* Documento de origem:
»»

Resumo: A finalidade do presente artigo é abordar, de maneira prática e objetiva, os principais requisitos e características do redirecionamento da execução fiscal aos responsáveis tributários da sociedade executada, à luz das Súmulas 430 e 435 e jurisprudência do Superior Tribunal de Justiça e da doutrina pátria.
Abstract: The purpose of this article is to address, in a practical and objective way, the main requirements and characteristics of the redirection of tax enforcement to charge the tax implemented in light of Precedents 430 and 435 and the jurisprudence of the Superior Court of Justice and Homeland doctrine society.
1. Introdução
De início, é importante destacar que a Primeira Seção do Superior Tribunal de Justiça, no julgamento do REsp 1.101.728/SP, sob o rito dos recursos repetitivos, consolidou o entendimento segundo o qual o redirecionamento da execução fiscal para o sócio-gerente da empresa é cabível apenas quando demonstrado que este agiu com excesso de poderes, infração à lei ou ao estatuto, ou no caso de dissolução irregular da empresa.

««

* Material fornecido:

»»

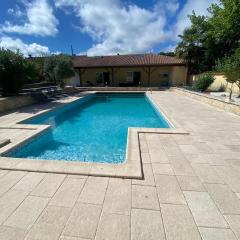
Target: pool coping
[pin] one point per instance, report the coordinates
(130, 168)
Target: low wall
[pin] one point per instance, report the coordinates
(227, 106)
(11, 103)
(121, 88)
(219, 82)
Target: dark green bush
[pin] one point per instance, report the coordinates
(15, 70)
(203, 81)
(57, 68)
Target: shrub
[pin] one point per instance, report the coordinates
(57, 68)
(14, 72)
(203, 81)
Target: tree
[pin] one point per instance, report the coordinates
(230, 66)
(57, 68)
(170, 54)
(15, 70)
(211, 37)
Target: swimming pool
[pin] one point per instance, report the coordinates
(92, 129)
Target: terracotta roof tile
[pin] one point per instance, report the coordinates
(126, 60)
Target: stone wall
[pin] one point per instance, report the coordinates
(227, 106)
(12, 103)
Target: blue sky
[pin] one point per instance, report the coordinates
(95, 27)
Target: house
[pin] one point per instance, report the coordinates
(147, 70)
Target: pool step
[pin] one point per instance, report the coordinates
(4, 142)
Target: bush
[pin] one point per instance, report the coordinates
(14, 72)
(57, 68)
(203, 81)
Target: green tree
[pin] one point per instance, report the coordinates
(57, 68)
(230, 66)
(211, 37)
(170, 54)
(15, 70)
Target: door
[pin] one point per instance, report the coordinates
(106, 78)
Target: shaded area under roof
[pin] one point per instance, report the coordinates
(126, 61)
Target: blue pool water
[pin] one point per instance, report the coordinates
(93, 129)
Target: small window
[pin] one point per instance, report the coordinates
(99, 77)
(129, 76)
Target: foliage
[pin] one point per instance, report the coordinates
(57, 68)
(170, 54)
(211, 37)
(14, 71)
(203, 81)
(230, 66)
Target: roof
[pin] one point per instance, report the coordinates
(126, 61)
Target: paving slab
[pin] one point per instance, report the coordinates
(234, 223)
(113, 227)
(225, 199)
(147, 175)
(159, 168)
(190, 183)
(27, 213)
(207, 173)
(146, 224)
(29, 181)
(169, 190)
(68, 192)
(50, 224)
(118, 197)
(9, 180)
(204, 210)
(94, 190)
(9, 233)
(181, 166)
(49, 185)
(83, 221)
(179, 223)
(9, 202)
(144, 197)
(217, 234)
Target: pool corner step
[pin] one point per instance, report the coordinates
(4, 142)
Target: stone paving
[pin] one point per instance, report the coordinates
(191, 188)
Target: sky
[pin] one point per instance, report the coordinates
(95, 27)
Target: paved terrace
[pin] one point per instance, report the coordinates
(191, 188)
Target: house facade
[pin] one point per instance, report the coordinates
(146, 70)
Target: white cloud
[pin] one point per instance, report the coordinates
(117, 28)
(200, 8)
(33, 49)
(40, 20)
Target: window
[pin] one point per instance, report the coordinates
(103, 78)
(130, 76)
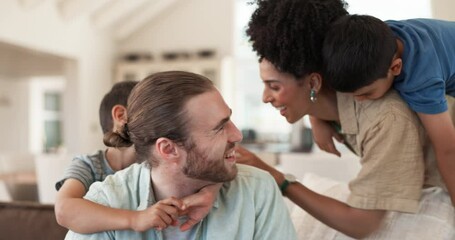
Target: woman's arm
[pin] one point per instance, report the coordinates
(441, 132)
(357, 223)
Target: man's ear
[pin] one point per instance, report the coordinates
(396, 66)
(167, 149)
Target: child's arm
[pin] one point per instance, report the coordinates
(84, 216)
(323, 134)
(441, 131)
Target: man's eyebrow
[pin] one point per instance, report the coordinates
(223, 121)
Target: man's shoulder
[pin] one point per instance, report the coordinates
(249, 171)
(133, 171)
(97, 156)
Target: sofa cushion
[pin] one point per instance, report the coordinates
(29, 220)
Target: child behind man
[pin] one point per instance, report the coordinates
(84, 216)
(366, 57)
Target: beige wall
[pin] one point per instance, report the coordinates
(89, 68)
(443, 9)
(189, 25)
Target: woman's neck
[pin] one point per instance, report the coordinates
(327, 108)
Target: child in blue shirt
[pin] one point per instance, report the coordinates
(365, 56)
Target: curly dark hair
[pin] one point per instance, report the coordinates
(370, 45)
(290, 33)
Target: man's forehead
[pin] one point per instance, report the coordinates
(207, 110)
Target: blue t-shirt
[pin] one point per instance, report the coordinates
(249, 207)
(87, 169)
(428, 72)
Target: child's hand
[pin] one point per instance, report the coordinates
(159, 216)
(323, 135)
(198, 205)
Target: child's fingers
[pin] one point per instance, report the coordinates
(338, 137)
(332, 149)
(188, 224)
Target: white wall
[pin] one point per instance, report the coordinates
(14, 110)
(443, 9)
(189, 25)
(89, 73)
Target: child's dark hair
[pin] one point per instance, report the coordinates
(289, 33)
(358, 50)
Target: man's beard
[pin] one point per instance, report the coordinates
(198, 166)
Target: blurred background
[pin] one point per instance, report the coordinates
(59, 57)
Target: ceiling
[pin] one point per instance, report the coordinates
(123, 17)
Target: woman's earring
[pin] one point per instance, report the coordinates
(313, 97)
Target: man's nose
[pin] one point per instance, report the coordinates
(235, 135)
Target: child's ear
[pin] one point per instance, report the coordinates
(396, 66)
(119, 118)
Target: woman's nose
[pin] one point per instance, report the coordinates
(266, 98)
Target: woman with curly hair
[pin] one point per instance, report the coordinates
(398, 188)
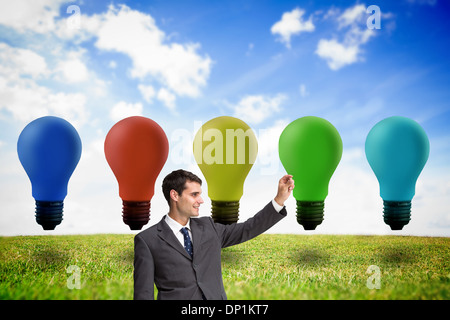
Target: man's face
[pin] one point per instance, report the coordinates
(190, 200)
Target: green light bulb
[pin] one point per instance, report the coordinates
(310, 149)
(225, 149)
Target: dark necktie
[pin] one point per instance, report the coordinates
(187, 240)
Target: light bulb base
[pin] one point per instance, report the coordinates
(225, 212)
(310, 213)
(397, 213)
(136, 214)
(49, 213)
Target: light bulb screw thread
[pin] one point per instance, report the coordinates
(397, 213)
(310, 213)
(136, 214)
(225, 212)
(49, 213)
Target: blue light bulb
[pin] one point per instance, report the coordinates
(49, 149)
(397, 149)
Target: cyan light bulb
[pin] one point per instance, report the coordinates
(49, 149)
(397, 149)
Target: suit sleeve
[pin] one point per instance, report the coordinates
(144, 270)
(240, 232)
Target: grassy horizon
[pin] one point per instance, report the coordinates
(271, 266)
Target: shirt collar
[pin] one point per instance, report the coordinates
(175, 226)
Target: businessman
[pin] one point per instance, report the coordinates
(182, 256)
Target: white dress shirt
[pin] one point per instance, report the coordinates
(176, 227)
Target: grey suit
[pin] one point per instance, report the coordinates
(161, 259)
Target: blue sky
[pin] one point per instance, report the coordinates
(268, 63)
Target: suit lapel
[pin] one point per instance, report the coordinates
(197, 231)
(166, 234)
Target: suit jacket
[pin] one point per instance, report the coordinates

««

* Lista de tarefas:
- a) Reescreva as linhas, e não o texto sobre o redirecionamento da execução fiscal, começando na linha que contém "Target: woman's nose" e seguindo até o fim delas. Troque "light bulb" por "lamp", mantenha todo o resto igual e deixe as imagens fora da resposta.
- b) Dê continuidade ao texto sobre o redirecionamento da execução fiscal a partir do ponto em que ele termina.

* Conjunto de respostas:
- a)
Target: woman's nose
[pin] one point per instance, report the coordinates
(266, 98)
Target: woman with curly hair
[pin] one point per instance, report the coordinates
(398, 188)
Target: man's face
[pin] one point per instance, report the coordinates
(190, 200)
Target: green lamp
[pin] one point per instance, report the coordinates
(310, 149)
(225, 149)
Target: dark necktie
[pin] one point per instance, report the coordinates
(187, 240)
Target: lamp base
[pin] one point per instance, report the coordinates
(225, 212)
(310, 213)
(397, 213)
(136, 214)
(49, 213)
Target: lamp screw thread
[pin] one point per instance, report the coordinates
(397, 213)
(310, 213)
(136, 214)
(225, 212)
(49, 213)
Target: blue lamp
[pin] one point per instance, report the coordinates
(49, 149)
(397, 149)
Target: cyan lamp
[pin] one point per instance, report the coordinates
(49, 149)
(397, 149)
Target: suit sleeve
[pin] one point per instance, report the coordinates
(144, 270)
(240, 232)
Target: grassy horizon
[pin] one point per instance, report the coordinates
(271, 266)
Target: shirt collar
[pin] one point per instance, report the coordinates
(175, 226)
Target: businessman
[pin] one point per instance, report the coordinates
(182, 256)
Target: white dress shirt
[pin] one point per instance, report the coordinates
(176, 227)
Target: grey suit
[pin] one point per instance, report the coordinates
(161, 259)
Target: blue sky
[pin] one point per instance, report the coordinates
(268, 63)
Target: suit lapel
[pin] one point per instance, report the coordinates
(197, 231)
(166, 234)
Target: suit jacket
[pin] one point per instance, report the coordinates

- b)
O supramencionado julgado encontra parte do fundamento na Súmula 435 da Corte Especial, cujo enunciado segue adiante: “Presume-se dissolvida irregularmente a empresa que deixar de
funcionar no seu domicílio fiscal, sem comunicação aos órgãos
competentes, legitimando o redirecionamento da execução fiscal para o sócio-gerente.”
Nas outras hipóteses explicitadas, quando o sócio-gerente ou administrador agiu com excesso de poderes, infração à lei ou ao estatuto, o fundamento jurídico para o redirecionamento está previsto no artigo 135 do Código Tributário Nacional: “Art. 135. São pessoalmente responsáveis pelos créditos correspondentes a obrigações tributárias resultantes de atos praticados com excesso de poderes ou infração de lei, contrato social ou estatutos: I - as pessoas referidas no artigo anterior; II - os mandatários, prepostos e empregados; III - os diretores, gerentes ou representantes de pessoas jurídicas de direito privado.”
Nessa linha, a desconsideração da personalidade jurídica, com a consequente invasão no patrimônio dos sócios para fins de satisfação de débitos da empresa, segundo inúmeros julgados do Superior Tribunal de Justiça, é medida de caráter excepcional, somente admitida nas hipóteses expressamente previstas no art. 135 do Código Tributário Nacional ou nos casos de dissolução irregular da empresa, que nada mais é que infração à lei.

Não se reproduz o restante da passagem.